** Begin DATA FOR THE TASK **

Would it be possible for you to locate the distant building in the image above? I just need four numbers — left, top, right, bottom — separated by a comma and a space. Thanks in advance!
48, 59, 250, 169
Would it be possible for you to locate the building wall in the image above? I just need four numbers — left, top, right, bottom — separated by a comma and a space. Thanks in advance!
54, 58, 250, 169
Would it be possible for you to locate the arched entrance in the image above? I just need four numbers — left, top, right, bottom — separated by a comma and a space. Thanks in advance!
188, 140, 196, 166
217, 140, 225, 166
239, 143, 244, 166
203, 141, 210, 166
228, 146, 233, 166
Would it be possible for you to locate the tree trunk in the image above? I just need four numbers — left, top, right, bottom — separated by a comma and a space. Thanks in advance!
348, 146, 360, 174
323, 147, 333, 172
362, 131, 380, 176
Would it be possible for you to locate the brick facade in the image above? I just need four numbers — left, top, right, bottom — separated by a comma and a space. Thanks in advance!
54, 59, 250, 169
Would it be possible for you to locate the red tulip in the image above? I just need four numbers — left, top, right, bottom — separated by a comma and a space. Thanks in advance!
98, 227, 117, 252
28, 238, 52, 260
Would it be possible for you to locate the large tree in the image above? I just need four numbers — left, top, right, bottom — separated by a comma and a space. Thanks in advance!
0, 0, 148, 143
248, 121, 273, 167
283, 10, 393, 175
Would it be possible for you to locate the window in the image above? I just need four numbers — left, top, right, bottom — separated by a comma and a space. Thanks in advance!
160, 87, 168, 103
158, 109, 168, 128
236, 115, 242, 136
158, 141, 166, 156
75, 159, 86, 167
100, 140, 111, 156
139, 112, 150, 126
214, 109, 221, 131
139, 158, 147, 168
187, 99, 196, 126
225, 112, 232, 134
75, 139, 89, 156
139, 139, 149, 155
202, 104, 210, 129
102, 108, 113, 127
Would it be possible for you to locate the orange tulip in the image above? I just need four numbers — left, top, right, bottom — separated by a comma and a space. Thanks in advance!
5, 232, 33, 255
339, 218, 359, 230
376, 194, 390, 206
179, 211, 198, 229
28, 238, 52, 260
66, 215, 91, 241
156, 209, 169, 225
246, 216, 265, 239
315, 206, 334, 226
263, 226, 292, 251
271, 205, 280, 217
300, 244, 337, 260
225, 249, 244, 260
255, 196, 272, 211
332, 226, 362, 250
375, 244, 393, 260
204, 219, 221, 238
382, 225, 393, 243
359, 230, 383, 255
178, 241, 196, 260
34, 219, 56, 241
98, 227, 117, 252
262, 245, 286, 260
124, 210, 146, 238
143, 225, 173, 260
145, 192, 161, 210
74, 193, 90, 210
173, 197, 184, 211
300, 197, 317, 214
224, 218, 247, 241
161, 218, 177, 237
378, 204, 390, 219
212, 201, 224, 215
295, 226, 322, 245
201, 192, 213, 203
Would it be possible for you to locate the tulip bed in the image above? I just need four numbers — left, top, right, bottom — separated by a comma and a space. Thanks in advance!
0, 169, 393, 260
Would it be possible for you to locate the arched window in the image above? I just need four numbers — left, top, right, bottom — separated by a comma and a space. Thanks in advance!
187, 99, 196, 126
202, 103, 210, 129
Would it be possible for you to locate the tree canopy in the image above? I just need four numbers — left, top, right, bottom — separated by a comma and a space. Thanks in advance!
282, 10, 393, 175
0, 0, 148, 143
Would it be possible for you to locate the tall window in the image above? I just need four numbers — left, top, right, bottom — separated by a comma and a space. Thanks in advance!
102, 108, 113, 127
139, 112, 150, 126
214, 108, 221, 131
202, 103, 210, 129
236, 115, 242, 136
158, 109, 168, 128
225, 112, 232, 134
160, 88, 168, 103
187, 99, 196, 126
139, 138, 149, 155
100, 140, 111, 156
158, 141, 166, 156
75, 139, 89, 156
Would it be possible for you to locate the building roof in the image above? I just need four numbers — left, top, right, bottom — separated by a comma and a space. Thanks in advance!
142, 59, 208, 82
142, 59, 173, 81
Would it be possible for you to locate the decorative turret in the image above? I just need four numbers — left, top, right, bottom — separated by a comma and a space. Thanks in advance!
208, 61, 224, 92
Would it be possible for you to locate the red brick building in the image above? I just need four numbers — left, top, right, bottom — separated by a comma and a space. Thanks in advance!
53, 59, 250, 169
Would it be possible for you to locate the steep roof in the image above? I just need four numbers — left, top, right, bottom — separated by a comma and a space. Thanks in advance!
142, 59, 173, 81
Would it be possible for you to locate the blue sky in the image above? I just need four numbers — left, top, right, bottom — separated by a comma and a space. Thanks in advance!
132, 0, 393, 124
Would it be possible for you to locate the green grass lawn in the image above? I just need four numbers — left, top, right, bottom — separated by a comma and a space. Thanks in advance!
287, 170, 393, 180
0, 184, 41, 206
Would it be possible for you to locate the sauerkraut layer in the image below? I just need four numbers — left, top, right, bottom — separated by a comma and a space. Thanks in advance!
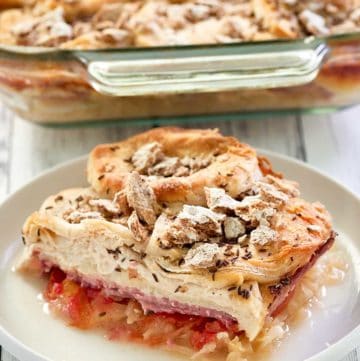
38, 248, 348, 361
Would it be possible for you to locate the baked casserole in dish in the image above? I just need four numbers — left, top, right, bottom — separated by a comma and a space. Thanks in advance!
0, 0, 360, 125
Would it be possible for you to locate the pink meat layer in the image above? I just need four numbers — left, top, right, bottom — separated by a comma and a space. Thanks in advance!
269, 233, 335, 316
43, 237, 334, 326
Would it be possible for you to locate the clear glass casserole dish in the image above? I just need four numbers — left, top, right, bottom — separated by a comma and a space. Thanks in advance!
0, 33, 360, 125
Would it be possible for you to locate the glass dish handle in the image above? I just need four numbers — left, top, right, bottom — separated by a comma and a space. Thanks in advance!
78, 39, 329, 96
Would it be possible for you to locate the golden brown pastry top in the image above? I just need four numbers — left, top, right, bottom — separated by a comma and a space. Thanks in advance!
87, 128, 261, 204
0, 0, 360, 49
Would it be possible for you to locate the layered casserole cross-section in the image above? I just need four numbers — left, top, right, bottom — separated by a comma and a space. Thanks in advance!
19, 128, 334, 358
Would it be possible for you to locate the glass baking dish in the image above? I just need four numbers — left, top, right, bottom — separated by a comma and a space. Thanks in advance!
0, 33, 360, 126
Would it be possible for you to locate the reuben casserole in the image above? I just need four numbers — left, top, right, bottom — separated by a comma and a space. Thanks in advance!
18, 128, 335, 360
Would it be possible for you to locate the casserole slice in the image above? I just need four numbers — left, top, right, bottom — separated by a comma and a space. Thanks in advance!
19, 166, 334, 350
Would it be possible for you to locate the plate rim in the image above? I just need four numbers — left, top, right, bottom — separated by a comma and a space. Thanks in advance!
0, 148, 360, 361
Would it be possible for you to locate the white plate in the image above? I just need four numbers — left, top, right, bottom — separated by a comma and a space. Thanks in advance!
0, 152, 360, 361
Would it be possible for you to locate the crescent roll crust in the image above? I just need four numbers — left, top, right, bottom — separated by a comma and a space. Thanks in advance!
19, 128, 335, 341
87, 128, 261, 204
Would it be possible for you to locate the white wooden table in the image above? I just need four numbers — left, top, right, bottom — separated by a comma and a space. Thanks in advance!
0, 106, 360, 361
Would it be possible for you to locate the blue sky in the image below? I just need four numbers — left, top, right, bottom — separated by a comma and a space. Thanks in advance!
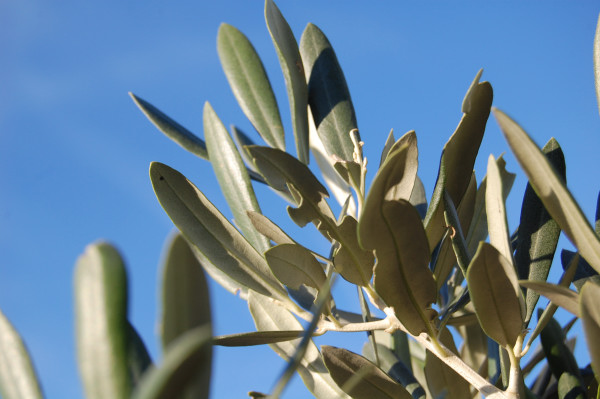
0, 0, 600, 398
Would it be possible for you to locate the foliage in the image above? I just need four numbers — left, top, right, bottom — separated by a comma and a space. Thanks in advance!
0, 0, 600, 398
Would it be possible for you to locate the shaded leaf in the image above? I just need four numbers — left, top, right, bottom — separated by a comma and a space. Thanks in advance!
203, 102, 271, 253
321, 345, 412, 399
217, 23, 285, 150
265, 0, 309, 164
131, 325, 212, 399
425, 74, 493, 249
467, 242, 524, 349
494, 109, 600, 271
129, 93, 208, 159
248, 291, 348, 399
579, 282, 600, 379
265, 244, 326, 290
515, 139, 566, 323
519, 281, 579, 317
0, 311, 43, 399
150, 162, 287, 298
75, 242, 131, 399
371, 200, 437, 335
300, 24, 357, 161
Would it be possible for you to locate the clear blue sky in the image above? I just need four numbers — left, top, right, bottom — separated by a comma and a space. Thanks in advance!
0, 0, 600, 398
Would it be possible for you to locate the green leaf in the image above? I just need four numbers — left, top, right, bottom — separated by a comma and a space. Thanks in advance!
204, 102, 271, 253
160, 234, 211, 349
321, 345, 412, 399
150, 162, 287, 300
131, 325, 212, 399
515, 139, 566, 323
0, 311, 43, 399
425, 74, 493, 250
248, 291, 349, 399
129, 93, 208, 159
372, 200, 437, 335
300, 24, 357, 161
540, 319, 581, 379
75, 242, 131, 399
519, 281, 579, 317
217, 23, 285, 150
558, 373, 586, 399
467, 242, 524, 350
265, 244, 326, 290
494, 109, 600, 271
579, 282, 600, 379
265, 0, 310, 164
213, 330, 304, 346
425, 329, 471, 399
594, 12, 600, 119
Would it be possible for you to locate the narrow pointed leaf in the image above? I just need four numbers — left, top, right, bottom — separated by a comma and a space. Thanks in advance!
425, 74, 493, 249
265, 244, 326, 290
204, 102, 270, 253
213, 330, 304, 346
75, 242, 131, 399
494, 109, 600, 271
321, 346, 412, 399
372, 200, 437, 335
217, 23, 285, 150
248, 291, 349, 399
0, 311, 43, 399
580, 282, 600, 379
515, 139, 566, 322
300, 24, 357, 161
519, 281, 579, 317
150, 162, 287, 297
467, 242, 523, 348
131, 326, 212, 399
129, 93, 208, 159
265, 0, 309, 164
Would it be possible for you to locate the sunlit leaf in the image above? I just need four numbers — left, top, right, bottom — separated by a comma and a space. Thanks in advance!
0, 311, 43, 399
75, 242, 131, 399
265, 0, 309, 164
203, 102, 270, 253
425, 73, 493, 250
217, 23, 285, 150
129, 93, 208, 159
515, 139, 566, 323
248, 291, 349, 399
300, 24, 357, 161
131, 325, 212, 399
371, 200, 437, 335
321, 346, 412, 399
150, 162, 287, 297
494, 109, 600, 271
467, 242, 524, 348
519, 281, 579, 317
265, 244, 326, 290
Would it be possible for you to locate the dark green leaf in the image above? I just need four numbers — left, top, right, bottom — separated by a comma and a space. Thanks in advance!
300, 24, 357, 161
372, 200, 437, 335
131, 325, 212, 399
150, 162, 287, 300
75, 242, 131, 399
265, 244, 326, 290
0, 311, 43, 399
321, 346, 412, 399
425, 74, 493, 249
467, 242, 524, 350
265, 0, 309, 164
129, 93, 208, 159
204, 102, 271, 253
217, 23, 285, 150
515, 139, 566, 323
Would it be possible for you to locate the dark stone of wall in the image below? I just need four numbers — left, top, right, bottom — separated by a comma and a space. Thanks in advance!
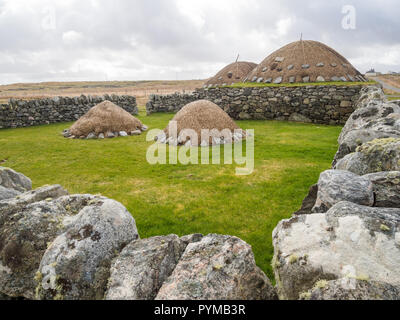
0, 95, 139, 129
146, 85, 376, 125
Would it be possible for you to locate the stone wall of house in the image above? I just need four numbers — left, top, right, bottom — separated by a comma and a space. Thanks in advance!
146, 85, 376, 124
0, 95, 139, 129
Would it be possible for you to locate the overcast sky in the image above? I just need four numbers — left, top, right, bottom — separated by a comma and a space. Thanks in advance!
0, 0, 400, 84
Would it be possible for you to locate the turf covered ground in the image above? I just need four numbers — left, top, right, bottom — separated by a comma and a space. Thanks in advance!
0, 113, 341, 276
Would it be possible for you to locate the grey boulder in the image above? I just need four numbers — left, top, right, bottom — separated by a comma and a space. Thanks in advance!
38, 197, 139, 300
106, 235, 186, 300
0, 185, 68, 218
312, 170, 374, 213
273, 202, 400, 300
0, 186, 21, 201
156, 234, 277, 300
335, 138, 400, 175
302, 278, 400, 301
0, 167, 32, 192
295, 184, 318, 215
0, 192, 97, 299
364, 171, 400, 208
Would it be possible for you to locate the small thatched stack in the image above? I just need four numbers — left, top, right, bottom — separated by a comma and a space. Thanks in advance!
246, 40, 366, 84
204, 61, 257, 87
156, 100, 246, 147
64, 101, 147, 139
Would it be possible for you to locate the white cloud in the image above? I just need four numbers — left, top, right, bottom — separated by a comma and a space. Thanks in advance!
62, 30, 85, 45
0, 0, 400, 83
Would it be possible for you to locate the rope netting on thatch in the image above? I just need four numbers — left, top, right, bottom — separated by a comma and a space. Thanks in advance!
69, 101, 143, 137
205, 61, 257, 86
158, 100, 246, 146
246, 40, 365, 83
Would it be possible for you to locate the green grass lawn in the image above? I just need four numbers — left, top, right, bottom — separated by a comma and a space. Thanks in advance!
0, 111, 341, 277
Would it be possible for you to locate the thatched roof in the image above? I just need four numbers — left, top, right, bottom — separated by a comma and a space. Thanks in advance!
205, 61, 257, 86
246, 40, 365, 83
159, 100, 245, 146
69, 101, 143, 137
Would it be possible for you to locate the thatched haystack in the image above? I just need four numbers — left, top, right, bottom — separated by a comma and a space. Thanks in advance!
204, 61, 257, 87
246, 40, 366, 84
64, 101, 147, 139
156, 100, 246, 147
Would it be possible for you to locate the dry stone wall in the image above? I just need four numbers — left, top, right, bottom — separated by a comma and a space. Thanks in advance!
0, 95, 139, 129
146, 85, 376, 125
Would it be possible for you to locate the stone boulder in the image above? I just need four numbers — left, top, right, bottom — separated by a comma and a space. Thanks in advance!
338, 101, 400, 144
301, 278, 400, 301
312, 170, 374, 213
356, 86, 386, 109
294, 184, 318, 215
106, 235, 186, 300
37, 197, 139, 300
273, 202, 400, 300
335, 138, 400, 176
0, 191, 93, 299
0, 185, 68, 218
289, 113, 312, 123
332, 127, 400, 167
0, 186, 21, 201
364, 171, 400, 208
0, 167, 32, 192
156, 234, 276, 300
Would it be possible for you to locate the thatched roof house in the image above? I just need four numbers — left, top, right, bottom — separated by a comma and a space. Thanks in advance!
157, 100, 246, 147
64, 101, 147, 139
205, 61, 257, 86
245, 40, 366, 84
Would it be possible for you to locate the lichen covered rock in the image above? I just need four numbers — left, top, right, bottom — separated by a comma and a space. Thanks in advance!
364, 171, 400, 208
156, 234, 276, 300
312, 170, 374, 213
301, 278, 400, 301
0, 192, 95, 299
0, 186, 21, 201
273, 202, 400, 300
0, 167, 32, 192
37, 197, 139, 300
335, 138, 400, 175
106, 235, 186, 300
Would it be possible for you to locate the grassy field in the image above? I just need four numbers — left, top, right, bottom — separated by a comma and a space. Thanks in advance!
0, 111, 341, 277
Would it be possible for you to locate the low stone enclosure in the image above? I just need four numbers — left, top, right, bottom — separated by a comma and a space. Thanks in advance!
146, 85, 376, 125
0, 95, 139, 129
0, 87, 400, 300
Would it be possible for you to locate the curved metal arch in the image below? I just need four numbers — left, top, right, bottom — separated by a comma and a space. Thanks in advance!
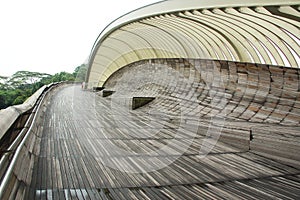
87, 0, 300, 87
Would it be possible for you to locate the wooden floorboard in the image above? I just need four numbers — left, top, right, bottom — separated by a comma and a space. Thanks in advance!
20, 86, 300, 199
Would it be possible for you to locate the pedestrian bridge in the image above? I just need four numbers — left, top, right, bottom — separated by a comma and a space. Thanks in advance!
0, 0, 300, 199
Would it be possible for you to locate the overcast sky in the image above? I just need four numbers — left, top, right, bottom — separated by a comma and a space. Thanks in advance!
0, 0, 159, 76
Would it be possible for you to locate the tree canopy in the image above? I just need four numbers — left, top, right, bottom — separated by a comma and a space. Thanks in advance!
0, 64, 87, 109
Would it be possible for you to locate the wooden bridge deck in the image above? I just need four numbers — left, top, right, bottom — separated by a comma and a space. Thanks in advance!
19, 86, 300, 199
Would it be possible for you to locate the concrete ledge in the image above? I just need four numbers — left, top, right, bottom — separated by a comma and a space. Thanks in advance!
102, 90, 115, 97
93, 87, 104, 92
132, 97, 155, 110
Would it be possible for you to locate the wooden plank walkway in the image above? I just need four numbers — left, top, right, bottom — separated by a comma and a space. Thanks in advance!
26, 86, 300, 199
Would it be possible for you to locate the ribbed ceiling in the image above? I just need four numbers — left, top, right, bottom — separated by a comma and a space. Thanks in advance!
87, 0, 300, 87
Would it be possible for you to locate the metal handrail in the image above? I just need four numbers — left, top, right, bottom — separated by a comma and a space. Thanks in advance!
0, 84, 57, 199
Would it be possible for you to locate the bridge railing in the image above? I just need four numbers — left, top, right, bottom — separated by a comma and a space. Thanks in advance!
0, 83, 61, 199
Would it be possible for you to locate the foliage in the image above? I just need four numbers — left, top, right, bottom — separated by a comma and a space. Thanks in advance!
0, 64, 87, 109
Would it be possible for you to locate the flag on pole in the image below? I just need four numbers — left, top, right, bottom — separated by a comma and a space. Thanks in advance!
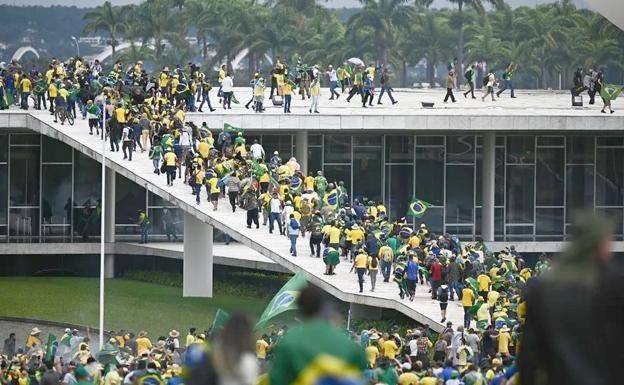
43, 334, 58, 362
600, 84, 622, 101
407, 198, 433, 218
223, 123, 243, 136
256, 272, 308, 329
210, 308, 230, 337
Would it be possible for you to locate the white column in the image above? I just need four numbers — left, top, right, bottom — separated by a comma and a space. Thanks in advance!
182, 213, 213, 297
104, 168, 116, 278
295, 130, 308, 175
481, 131, 496, 242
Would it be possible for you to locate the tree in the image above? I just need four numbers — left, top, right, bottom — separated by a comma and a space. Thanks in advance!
448, 0, 503, 86
347, 0, 415, 66
83, 1, 126, 60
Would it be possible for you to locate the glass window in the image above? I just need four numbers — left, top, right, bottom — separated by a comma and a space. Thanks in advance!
506, 166, 535, 223
11, 134, 41, 145
596, 208, 624, 240
74, 151, 102, 206
323, 165, 353, 197
0, 164, 9, 225
115, 174, 145, 224
566, 136, 594, 164
41, 164, 72, 225
537, 136, 564, 146
446, 135, 475, 163
386, 135, 414, 164
325, 135, 351, 163
445, 165, 474, 223
308, 146, 323, 175
414, 147, 444, 206
535, 147, 565, 206
353, 135, 381, 146
385, 165, 414, 221
414, 207, 444, 234
262, 135, 293, 162
9, 208, 39, 238
596, 148, 624, 206
9, 144, 40, 206
566, 166, 594, 223
416, 136, 444, 146
308, 134, 323, 146
596, 136, 624, 147
0, 135, 9, 162
507, 136, 535, 163
41, 136, 72, 162
535, 208, 563, 237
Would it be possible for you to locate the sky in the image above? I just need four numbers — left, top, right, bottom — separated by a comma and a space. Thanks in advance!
0, 0, 587, 8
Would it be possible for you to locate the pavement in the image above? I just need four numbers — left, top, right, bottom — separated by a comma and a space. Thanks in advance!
14, 111, 463, 331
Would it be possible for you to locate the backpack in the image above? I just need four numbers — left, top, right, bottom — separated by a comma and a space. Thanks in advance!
438, 286, 449, 302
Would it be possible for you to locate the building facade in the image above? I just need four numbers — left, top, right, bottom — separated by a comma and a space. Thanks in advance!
0, 130, 624, 242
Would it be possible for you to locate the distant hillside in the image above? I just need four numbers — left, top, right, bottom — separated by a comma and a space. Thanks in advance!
0, 5, 87, 61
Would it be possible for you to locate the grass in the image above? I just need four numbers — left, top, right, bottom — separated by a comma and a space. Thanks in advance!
0, 277, 268, 338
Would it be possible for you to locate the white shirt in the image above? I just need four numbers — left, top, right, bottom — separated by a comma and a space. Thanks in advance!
221, 76, 234, 92
271, 198, 282, 213
249, 143, 264, 159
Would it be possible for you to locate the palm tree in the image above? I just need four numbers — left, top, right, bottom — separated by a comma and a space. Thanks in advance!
448, 0, 504, 86
347, 0, 415, 66
83, 1, 126, 60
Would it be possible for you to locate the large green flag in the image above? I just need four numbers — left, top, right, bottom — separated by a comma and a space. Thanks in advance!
223, 123, 243, 134
210, 309, 230, 337
43, 334, 58, 362
600, 84, 622, 101
256, 272, 308, 329
407, 198, 432, 218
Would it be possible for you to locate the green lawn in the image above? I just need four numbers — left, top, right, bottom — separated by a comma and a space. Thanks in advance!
0, 277, 268, 337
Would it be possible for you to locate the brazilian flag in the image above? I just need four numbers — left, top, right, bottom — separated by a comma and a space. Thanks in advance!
407, 199, 433, 218
600, 84, 622, 101
256, 272, 308, 330
223, 123, 243, 136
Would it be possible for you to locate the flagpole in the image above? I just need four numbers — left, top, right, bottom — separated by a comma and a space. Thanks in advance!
99, 92, 106, 350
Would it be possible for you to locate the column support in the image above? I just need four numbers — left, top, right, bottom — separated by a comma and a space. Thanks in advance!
104, 168, 116, 278
182, 212, 213, 297
296, 130, 308, 175
481, 131, 496, 242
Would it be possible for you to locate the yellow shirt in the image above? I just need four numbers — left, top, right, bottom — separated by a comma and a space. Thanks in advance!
364, 346, 379, 367
399, 372, 418, 385
384, 338, 399, 360
208, 176, 221, 194
477, 274, 492, 291
115, 107, 126, 123
462, 287, 474, 307
256, 339, 269, 360
136, 337, 152, 356
498, 332, 511, 354
20, 78, 32, 92
327, 226, 342, 243
355, 254, 368, 268
48, 83, 58, 99
163, 151, 177, 166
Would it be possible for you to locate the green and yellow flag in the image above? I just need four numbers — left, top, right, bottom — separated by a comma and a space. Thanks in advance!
256, 272, 308, 329
600, 84, 622, 101
210, 308, 230, 337
407, 198, 433, 218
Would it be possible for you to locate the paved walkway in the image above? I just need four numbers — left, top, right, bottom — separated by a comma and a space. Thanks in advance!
27, 112, 463, 330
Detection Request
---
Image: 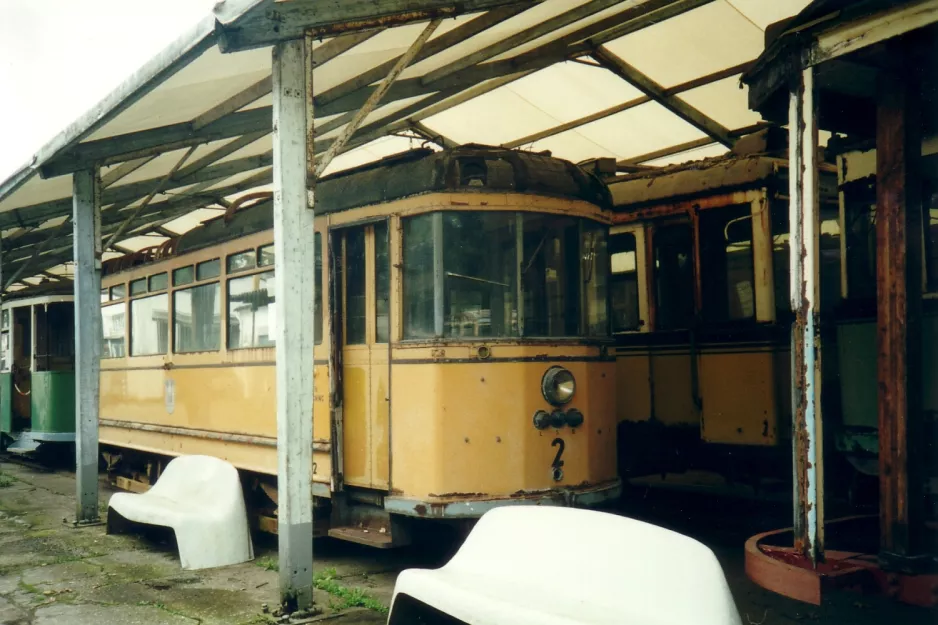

** End DATA FOR THE TASK **

**PROBLEM TO SOLVE**. How many lines in the records above contain the word "brick"? Reply with the number alone.

**SOLUTION**. 2